# REQUEST:
Write out the lines of the items below, from the line containing "Where can the circular" through the final line of the items, including both ends.

# Dataset excerpt:
□ □ □

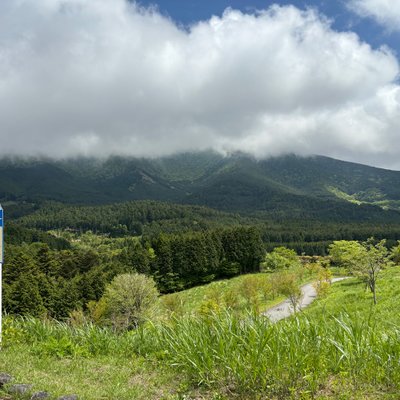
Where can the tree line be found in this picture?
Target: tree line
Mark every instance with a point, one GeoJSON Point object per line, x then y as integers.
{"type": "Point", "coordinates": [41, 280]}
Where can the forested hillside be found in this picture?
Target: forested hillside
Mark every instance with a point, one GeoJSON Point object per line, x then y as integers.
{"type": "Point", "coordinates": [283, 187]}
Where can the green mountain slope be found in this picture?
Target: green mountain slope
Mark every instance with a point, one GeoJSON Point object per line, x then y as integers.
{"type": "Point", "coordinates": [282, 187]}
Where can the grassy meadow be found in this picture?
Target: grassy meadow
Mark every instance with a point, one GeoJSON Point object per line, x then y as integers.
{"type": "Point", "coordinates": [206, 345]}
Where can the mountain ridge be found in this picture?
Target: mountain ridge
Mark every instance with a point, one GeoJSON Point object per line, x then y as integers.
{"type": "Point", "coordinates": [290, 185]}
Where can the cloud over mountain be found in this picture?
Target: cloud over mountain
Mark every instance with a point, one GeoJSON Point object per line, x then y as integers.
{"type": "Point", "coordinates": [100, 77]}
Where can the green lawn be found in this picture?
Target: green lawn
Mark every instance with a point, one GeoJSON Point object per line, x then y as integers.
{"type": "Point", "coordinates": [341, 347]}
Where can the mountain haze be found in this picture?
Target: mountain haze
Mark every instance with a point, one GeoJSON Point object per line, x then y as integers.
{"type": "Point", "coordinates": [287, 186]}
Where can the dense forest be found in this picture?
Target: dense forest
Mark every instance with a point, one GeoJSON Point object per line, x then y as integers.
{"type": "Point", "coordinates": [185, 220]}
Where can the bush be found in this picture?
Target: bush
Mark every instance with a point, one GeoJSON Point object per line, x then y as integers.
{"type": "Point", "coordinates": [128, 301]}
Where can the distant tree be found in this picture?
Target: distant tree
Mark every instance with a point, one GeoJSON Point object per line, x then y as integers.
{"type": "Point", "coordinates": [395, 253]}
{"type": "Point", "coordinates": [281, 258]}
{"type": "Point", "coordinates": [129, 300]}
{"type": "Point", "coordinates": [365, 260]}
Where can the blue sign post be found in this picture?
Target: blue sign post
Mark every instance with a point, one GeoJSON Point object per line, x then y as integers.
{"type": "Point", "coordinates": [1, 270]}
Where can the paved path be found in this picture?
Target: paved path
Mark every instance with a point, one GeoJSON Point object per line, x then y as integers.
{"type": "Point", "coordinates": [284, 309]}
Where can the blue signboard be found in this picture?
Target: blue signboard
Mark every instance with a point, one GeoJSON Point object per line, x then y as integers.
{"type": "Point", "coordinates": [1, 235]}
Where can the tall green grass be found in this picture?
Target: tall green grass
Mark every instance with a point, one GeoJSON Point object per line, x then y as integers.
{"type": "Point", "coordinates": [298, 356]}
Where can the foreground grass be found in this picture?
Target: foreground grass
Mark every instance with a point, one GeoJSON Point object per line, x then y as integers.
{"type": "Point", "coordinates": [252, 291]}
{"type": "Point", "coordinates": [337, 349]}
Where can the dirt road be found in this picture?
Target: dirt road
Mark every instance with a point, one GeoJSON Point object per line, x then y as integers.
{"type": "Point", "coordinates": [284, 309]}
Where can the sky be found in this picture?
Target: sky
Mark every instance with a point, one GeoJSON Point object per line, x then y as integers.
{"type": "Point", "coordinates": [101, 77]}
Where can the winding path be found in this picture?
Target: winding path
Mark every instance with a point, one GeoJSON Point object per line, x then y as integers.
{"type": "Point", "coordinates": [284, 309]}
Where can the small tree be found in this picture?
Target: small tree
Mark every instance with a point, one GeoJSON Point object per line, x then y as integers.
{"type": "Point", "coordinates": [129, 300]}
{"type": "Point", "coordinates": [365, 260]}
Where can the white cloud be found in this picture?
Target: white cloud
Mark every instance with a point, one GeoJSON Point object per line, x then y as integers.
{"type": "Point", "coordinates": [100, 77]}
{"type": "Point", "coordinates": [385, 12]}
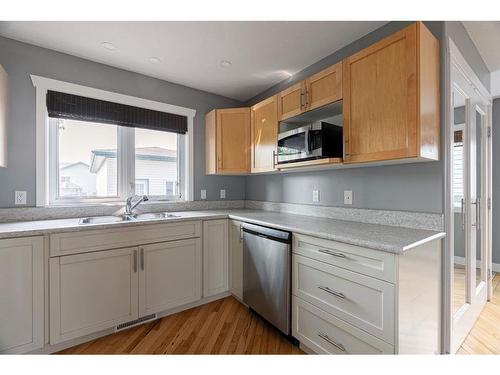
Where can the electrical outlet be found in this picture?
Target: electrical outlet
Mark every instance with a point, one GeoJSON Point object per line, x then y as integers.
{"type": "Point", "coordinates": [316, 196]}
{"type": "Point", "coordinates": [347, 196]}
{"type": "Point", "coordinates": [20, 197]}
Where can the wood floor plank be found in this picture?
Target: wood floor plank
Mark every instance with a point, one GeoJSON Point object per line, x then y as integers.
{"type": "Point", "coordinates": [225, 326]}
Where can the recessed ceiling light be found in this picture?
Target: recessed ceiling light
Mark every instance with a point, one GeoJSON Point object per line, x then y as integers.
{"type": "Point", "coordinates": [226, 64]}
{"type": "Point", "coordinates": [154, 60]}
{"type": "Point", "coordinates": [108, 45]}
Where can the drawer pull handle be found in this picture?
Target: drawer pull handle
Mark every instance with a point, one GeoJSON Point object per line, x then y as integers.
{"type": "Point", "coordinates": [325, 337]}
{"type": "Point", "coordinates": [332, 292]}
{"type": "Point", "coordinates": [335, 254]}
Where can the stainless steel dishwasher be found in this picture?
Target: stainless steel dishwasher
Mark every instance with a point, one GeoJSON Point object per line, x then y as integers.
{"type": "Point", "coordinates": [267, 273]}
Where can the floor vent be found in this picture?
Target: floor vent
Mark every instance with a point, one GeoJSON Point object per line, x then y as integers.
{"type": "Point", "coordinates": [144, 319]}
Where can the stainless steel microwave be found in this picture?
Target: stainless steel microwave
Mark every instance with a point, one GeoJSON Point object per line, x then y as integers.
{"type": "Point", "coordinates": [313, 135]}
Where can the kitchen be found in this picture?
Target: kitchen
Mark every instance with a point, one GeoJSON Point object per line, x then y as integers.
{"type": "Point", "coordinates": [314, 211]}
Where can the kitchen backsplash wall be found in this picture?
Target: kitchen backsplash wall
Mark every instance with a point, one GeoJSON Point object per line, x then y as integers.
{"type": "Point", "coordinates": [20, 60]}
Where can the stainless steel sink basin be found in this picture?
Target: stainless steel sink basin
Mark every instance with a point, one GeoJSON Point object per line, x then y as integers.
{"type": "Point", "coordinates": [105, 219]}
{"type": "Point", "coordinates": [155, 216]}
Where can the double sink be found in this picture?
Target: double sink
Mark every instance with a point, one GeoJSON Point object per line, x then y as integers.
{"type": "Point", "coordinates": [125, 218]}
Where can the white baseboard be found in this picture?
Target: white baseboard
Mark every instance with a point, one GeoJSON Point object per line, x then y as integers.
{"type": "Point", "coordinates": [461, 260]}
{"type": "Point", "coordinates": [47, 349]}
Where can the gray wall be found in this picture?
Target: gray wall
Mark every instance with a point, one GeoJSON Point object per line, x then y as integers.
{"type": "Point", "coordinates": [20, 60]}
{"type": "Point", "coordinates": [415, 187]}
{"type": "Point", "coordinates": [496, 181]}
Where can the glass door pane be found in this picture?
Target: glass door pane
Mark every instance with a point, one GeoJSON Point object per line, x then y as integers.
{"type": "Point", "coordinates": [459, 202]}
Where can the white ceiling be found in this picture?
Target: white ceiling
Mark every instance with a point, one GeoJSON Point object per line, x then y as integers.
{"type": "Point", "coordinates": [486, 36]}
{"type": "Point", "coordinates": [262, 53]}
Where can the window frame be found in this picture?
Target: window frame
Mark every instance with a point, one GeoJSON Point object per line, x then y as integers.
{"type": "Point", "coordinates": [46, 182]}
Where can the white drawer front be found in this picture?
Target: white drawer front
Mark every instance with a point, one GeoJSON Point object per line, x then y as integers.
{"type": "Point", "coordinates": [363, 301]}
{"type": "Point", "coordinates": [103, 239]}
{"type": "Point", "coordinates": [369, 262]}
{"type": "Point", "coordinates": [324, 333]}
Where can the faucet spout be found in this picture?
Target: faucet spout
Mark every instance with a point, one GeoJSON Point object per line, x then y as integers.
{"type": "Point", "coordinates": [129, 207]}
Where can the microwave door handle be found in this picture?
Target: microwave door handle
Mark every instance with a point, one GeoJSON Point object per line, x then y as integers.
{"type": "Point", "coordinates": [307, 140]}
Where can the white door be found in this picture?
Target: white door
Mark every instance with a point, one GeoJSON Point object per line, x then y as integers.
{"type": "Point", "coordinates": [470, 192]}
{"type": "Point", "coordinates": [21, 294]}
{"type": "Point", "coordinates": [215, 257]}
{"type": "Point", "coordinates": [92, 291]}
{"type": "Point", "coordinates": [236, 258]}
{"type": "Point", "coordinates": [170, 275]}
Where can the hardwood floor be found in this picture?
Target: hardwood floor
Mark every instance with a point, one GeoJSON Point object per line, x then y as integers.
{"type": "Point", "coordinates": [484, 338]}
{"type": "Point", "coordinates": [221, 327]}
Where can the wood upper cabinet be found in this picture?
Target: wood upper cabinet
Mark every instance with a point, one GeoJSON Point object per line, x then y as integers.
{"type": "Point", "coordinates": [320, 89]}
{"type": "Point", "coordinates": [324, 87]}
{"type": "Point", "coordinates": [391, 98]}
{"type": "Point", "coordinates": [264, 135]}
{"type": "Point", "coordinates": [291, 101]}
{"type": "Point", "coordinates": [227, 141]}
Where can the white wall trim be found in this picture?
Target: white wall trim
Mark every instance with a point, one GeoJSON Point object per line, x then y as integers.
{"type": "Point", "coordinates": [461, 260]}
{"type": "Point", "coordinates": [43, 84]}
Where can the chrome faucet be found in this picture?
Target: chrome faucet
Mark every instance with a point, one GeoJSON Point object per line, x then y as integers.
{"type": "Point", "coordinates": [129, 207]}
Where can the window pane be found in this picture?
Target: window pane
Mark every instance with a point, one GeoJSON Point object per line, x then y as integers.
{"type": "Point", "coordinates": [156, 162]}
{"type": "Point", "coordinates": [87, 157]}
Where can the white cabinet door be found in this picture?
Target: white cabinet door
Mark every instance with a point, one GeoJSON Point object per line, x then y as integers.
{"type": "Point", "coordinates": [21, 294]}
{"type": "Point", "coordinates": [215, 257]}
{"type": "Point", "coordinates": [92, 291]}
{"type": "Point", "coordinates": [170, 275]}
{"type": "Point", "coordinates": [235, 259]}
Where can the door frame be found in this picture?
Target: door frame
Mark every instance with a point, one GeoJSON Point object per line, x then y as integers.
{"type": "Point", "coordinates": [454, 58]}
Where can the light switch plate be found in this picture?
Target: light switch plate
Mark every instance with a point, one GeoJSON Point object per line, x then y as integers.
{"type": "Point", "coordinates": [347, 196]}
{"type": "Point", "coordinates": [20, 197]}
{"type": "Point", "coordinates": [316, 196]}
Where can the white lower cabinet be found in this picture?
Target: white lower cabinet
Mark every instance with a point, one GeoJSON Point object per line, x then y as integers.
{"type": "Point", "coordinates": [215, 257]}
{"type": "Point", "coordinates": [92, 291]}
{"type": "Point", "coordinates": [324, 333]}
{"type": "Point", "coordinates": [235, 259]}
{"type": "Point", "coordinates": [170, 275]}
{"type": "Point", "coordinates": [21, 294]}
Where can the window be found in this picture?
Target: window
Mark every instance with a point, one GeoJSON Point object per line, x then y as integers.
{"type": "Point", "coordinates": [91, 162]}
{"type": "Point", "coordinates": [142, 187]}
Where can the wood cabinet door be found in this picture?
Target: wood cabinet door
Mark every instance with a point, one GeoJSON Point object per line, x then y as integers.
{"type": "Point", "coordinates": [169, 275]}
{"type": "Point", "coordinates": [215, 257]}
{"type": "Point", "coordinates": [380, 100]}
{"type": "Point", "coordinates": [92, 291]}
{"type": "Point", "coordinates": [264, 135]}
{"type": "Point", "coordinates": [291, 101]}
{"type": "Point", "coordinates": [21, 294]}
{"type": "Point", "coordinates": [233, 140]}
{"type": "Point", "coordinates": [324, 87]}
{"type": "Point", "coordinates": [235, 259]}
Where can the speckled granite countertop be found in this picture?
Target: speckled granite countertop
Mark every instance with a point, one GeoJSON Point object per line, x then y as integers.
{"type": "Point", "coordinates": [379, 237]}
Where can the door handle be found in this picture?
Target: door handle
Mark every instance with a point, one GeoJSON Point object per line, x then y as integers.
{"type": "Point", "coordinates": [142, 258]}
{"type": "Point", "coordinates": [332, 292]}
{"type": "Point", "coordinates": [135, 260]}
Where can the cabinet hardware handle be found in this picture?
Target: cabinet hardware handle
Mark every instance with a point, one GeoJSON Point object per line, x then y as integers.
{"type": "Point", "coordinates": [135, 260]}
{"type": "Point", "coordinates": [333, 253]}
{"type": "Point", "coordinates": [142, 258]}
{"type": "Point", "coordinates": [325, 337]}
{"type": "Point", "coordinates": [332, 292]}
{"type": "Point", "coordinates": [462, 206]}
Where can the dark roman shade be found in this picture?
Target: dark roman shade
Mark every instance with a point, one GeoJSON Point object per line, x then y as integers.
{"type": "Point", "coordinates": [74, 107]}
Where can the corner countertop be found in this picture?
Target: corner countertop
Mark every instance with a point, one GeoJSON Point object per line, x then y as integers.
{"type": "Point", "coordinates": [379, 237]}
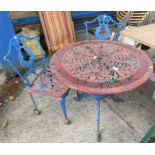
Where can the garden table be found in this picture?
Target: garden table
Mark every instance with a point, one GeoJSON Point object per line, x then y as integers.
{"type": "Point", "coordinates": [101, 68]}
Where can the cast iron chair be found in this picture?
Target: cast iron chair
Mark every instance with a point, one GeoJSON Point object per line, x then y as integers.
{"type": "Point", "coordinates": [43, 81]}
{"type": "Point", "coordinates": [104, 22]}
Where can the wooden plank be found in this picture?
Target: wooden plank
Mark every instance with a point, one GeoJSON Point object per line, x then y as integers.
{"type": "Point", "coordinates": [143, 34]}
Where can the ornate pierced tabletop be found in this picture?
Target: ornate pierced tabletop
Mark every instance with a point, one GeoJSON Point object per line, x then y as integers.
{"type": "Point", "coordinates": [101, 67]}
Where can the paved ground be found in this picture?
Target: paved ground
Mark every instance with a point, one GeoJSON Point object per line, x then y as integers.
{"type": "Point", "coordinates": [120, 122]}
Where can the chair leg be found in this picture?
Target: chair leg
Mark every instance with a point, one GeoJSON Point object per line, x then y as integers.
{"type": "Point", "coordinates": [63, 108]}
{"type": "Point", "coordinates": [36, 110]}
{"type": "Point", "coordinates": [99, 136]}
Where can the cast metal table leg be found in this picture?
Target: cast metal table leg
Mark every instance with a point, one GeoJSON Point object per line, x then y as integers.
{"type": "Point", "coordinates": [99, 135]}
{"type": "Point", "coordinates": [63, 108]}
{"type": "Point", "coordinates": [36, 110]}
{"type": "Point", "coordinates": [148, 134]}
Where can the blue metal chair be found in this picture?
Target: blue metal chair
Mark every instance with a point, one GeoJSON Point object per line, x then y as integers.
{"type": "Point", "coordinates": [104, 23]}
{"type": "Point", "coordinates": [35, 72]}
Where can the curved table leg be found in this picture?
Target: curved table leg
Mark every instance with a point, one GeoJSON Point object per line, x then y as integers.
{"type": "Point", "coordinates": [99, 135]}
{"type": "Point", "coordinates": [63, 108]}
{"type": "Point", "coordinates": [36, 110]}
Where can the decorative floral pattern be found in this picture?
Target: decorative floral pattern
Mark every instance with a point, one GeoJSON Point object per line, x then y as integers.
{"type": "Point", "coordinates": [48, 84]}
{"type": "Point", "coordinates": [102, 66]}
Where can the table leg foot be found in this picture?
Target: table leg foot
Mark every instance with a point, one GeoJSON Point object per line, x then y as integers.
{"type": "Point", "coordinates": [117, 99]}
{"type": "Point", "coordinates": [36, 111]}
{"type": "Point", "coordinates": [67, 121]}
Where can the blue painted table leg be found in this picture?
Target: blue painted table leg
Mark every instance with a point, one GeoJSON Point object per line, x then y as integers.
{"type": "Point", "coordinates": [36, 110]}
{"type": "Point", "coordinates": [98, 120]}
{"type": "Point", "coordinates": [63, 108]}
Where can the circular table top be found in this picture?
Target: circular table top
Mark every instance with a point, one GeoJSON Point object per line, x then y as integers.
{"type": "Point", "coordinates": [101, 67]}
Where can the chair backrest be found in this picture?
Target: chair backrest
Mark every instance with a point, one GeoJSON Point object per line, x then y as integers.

□ □ □

# SOLVED PROBLEM:
Where can the circular table top be found in this picture?
Target: circular table top
Mark every instance with a point, one GeoJSON Point object per line, x then y as integers.
{"type": "Point", "coordinates": [101, 67]}
Where can the chair backrest be found in this picture?
Target: chair backrest
Mark every instance with a point, one GeoJSON Point object per line, x then y as integers.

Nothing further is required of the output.